### ACTIVITY
Line by line, return the data exactly as shown.

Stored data
▬▬▬

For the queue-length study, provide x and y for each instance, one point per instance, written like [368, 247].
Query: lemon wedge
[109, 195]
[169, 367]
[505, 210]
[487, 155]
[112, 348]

▬▬▬

### OUTPUT
For the queue-length study, provide x and y for each instance, one point per instance, written like [368, 247].
Query: lemon wedge
[109, 195]
[169, 367]
[505, 210]
[487, 155]
[112, 348]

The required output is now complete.